Begin Document segment

Following a restart of the search servers and application servers in a high availability (HA) and/or distributed environment with multiple application servers, some subset of users experience an HTTP Status 404 - Not Found error when attempting to access the environment.

In the tomcat-stdOut.log for at least one of the application servers, the below error will be displayed during the application server's startup:

YYYY-MM-DD HH:MM:SS SEVERE [localhost-startStop-1] org.apache.catalina.core.StandardContext.listenerStart Exception sending context initialized event to listener instance of class [com.appiancorp.common.startup.WaitForStatefulComponentsListener]
 java.lang.reflect.UndeclaredThrowableException
...
 Caused by: MasterNotDiscoveredException[null]

The application server logs also show that the application server has started. No application server logging will occur following the startup.

For the same application server node where the above error message is printed, the following message is printed repeatedly in the search-server.log located in the <APPIAN_HOME>/logs/search-server directory:

[WARN ][org.elasticsearch.discovery.zen.ZenDiscovery] [unknown] not enough master nodes discovered during pinging...

Followed by:

[DEBUG][org.elasticsearch.action.admin.cluster.health.TransportClusterHealthAction] [unknown] no known master node, scheduling a retry...
[INFO ][com.appian.es.logging.HealthStatusLoggingListener] [unknown] Cluster health changed for [cluster name=appian-search-cluster]. Status changed from [none] to [RED]. Current cluster information: [status=RED]...

Cause

The Appian web application fails to successfully deploy into Tomcat when the search server that is hosted on the same server is running, but not in a completely healthy state. The search server falls into this unhealthy state when it has been started at least 4 minutes prior to any other search server nodes in the cluster. The unhealthy state is caused by the search server cluster being unable to elect a primary node with only a single search server running. This issue has been addressed via AN-146092 in the following hotfixes/versions:

Action

Upgrade to the latest version of Appian.

Workaround

The search server cluster will automatically stabilize once all search servers have joined the cluster. Once all search servers have joined the cluster, restarting the unresponsive application server will resolve this issue. Confirm the status of the search server cluster in the search-server.log located in the <APPIAN_HOME>/logs/search-server directory. A healthy output is indicated by the cluster status turning GREEN:

[INFO ][com.appian.es.logging.HealthStatusLoggingListener] [Node <node_subdomain>:XXXX] Cluster health changed for [cluster name=appian-search-cluster]. Status changed from [RED] to [GREEN]. Current cluster information: [status=GREEN], [timed out=false], [nodes=X], [data nodes=X], [active primary shards=X], [active shards=X], [relocating shards=X], [initializing shards=X], [unassigned shards=X]

Affected Versions

This article applies to all versions of Appian.

Last Reviewed: June 2020

End Document segment
Begin Data rows

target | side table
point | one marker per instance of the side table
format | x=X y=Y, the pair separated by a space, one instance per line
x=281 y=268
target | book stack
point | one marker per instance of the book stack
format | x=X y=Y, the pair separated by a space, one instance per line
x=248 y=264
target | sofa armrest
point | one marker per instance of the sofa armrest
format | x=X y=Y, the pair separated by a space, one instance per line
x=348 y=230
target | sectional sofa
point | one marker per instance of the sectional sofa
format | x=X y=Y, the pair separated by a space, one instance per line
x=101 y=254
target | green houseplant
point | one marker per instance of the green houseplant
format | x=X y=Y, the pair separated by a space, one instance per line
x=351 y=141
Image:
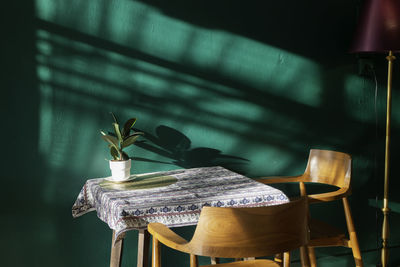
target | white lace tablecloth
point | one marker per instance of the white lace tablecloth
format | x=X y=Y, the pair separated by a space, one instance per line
x=175 y=199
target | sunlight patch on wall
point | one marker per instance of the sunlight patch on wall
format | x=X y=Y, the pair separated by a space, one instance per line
x=242 y=60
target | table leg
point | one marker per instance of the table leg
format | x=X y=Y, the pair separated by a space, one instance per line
x=116 y=251
x=143 y=248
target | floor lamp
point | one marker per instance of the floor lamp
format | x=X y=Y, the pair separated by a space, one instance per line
x=379 y=32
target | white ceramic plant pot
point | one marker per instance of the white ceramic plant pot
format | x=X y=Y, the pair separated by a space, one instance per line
x=120 y=170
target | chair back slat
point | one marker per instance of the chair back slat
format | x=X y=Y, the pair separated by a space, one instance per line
x=250 y=232
x=328 y=167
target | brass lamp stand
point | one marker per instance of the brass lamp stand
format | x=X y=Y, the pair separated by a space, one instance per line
x=385 y=227
x=378 y=31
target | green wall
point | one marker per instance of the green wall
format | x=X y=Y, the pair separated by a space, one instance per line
x=251 y=86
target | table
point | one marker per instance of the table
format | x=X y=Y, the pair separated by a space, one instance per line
x=174 y=198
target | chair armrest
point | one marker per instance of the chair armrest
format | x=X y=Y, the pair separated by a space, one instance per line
x=168 y=237
x=279 y=179
x=330 y=196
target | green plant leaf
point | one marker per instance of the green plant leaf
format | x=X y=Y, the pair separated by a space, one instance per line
x=114 y=118
x=130 y=140
x=114 y=152
x=128 y=126
x=110 y=139
x=124 y=156
x=117 y=132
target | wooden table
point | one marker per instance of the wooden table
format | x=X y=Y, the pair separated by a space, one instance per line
x=174 y=198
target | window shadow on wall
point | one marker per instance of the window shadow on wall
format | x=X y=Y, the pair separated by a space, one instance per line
x=176 y=146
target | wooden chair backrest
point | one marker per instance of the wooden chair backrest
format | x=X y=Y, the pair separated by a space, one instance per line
x=250 y=232
x=328 y=167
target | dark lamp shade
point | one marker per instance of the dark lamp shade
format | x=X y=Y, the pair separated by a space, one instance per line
x=379 y=27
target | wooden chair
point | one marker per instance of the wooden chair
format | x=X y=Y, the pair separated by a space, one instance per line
x=331 y=168
x=239 y=233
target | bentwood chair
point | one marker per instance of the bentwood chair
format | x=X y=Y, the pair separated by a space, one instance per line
x=239 y=233
x=330 y=168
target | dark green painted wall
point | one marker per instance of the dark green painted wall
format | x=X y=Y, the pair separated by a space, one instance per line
x=251 y=86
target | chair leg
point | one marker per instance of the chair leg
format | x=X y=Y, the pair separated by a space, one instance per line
x=156 y=254
x=116 y=251
x=286 y=259
x=279 y=259
x=311 y=256
x=305 y=262
x=352 y=234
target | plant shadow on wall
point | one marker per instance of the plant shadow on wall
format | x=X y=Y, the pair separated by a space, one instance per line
x=172 y=144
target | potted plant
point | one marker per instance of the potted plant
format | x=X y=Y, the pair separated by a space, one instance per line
x=120 y=165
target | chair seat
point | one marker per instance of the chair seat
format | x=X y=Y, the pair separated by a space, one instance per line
x=324 y=234
x=251 y=263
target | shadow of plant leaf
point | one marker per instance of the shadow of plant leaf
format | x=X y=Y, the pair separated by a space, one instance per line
x=176 y=146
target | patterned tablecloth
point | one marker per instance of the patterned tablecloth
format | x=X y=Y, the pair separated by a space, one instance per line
x=174 y=198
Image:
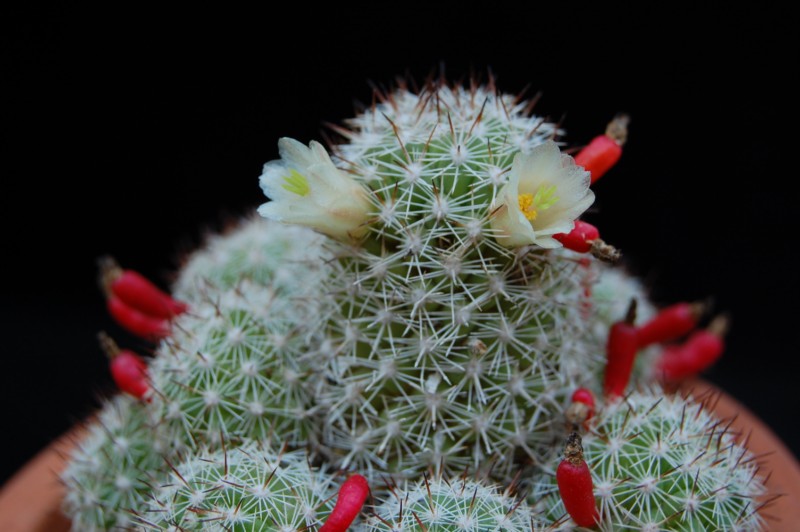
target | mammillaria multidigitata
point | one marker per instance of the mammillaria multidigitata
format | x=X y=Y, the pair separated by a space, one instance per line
x=422 y=317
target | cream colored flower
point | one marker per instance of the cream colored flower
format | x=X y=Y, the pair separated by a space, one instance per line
x=307 y=189
x=545 y=194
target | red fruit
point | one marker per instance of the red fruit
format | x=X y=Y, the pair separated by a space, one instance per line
x=128 y=369
x=352 y=496
x=623 y=343
x=696 y=354
x=575 y=484
x=585 y=238
x=138 y=292
x=600 y=155
x=671 y=323
x=136 y=322
x=580 y=238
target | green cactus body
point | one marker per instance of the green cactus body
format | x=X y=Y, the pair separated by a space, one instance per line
x=437 y=330
x=113 y=468
x=238 y=366
x=287 y=258
x=246 y=489
x=660 y=462
x=449 y=349
x=455 y=505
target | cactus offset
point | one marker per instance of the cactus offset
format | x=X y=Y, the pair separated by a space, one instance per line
x=456 y=504
x=664 y=463
x=247 y=488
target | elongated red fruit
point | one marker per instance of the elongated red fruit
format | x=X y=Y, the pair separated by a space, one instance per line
x=580 y=238
x=136 y=322
x=352 y=496
x=575 y=484
x=603 y=152
x=128 y=369
x=671 y=323
x=137 y=291
x=623 y=343
x=585 y=238
x=696 y=354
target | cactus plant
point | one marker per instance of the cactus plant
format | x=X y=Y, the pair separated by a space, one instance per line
x=664 y=463
x=414 y=313
x=440 y=504
x=247 y=488
x=113 y=468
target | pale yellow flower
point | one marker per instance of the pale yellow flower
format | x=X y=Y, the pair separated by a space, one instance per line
x=307 y=189
x=545 y=193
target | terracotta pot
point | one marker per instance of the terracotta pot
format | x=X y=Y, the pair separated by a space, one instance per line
x=31 y=500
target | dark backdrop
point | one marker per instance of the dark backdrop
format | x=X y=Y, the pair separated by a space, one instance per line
x=132 y=134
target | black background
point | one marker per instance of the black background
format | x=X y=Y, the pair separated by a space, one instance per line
x=130 y=133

End Data rows

• **Directions**
A – In the troubleshooting article, why does the Appian web application fail to deploy into Tomcat after a restart? Answer in one to three sentences.
B – Answer these questions from the troubleshooting article, one line each:
(i) In which log file and directory does the repeated "not enough master nodes discovered during pinging" warning appear?
(ii) What cluster status in that log indicates a healthy search server cluster?
(iii) Which versions of Appian does the article apply to?

• **Solutions**
A – The web application fails to deploy when the search server on the same server is running but not fully healthy. The search server becomes unhealthy when it starts at least 4 minutes before any other search server node in the cluster. With only that one search server running, the cluster cannot elect a primary node.

B –
(i) search-server.log, in the <APPIAN_HOME>/logs/search-server directory
(ii) GREEN
(iii) All versions of Appian